**Problem description**
Set the data down once more, in full and exactly.

** Input data follows **

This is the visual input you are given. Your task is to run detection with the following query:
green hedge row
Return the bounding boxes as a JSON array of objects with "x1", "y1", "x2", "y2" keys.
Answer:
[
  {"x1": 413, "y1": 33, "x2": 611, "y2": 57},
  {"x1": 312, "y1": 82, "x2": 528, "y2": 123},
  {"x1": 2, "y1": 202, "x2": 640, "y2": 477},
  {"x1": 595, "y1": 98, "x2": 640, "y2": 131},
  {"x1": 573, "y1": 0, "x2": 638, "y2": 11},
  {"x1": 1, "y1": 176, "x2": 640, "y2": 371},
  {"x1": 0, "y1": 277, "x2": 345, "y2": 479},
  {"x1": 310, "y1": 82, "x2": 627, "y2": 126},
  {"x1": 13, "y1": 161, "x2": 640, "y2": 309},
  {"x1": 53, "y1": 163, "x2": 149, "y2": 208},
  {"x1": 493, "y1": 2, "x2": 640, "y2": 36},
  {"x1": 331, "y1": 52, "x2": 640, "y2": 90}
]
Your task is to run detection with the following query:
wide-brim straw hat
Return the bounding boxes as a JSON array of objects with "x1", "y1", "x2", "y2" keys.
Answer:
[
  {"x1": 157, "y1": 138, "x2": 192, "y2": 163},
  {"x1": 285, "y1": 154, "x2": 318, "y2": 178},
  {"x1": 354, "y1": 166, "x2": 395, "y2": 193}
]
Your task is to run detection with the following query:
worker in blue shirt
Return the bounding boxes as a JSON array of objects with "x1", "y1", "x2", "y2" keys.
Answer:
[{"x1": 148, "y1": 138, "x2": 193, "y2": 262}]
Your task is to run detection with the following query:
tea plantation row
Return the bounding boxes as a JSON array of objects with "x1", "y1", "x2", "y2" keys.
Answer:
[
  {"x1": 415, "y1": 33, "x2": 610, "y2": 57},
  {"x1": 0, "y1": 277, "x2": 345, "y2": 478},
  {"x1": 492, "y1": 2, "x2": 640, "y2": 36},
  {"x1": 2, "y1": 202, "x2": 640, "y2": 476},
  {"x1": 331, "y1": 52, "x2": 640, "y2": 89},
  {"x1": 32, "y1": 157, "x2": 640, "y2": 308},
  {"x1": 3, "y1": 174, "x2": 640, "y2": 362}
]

** End of Input data **

**Answer section**
This is the visual input you are given. Your task is to run detection with the following query:
green hedge row
Return the bounding boxes as a JSON array of objects with "x1", "y1", "x2", "y2" keys.
Answer:
[
  {"x1": 413, "y1": 33, "x2": 611, "y2": 57},
  {"x1": 312, "y1": 82, "x2": 528, "y2": 123},
  {"x1": 2, "y1": 202, "x2": 640, "y2": 477},
  {"x1": 595, "y1": 98, "x2": 640, "y2": 131},
  {"x1": 573, "y1": 0, "x2": 638, "y2": 11},
  {"x1": 1, "y1": 176, "x2": 640, "y2": 371},
  {"x1": 0, "y1": 277, "x2": 345, "y2": 479},
  {"x1": 310, "y1": 82, "x2": 627, "y2": 126},
  {"x1": 13, "y1": 161, "x2": 640, "y2": 309},
  {"x1": 53, "y1": 163, "x2": 149, "y2": 208},
  {"x1": 493, "y1": 2, "x2": 640, "y2": 36},
  {"x1": 331, "y1": 52, "x2": 640, "y2": 90}
]
Your task is to run detection with the following query:
wide-brim straw hat
Return the bounding boxes as a JSON array of objects with "x1", "y1", "x2", "y2" keys.
Answer:
[
  {"x1": 157, "y1": 138, "x2": 192, "y2": 163},
  {"x1": 285, "y1": 154, "x2": 318, "y2": 178},
  {"x1": 354, "y1": 166, "x2": 395, "y2": 193}
]
Your task is to run detection with the following query:
worker in blue shirt
Return the bounding boxes as a JSON array of objects with "x1", "y1", "x2", "y2" keys.
Answer:
[{"x1": 148, "y1": 138, "x2": 193, "y2": 262}]
Your task is to run detection with the following query:
tea plantation row
Return the bounding boxes as a JSON array of objects with "x1", "y1", "x2", "y2" keys.
Answer:
[
  {"x1": 415, "y1": 33, "x2": 610, "y2": 57},
  {"x1": 0, "y1": 277, "x2": 345, "y2": 478},
  {"x1": 492, "y1": 2, "x2": 640, "y2": 36},
  {"x1": 2, "y1": 202, "x2": 640, "y2": 476},
  {"x1": 331, "y1": 52, "x2": 640, "y2": 89},
  {"x1": 32, "y1": 157, "x2": 640, "y2": 308},
  {"x1": 3, "y1": 174, "x2": 640, "y2": 362}
]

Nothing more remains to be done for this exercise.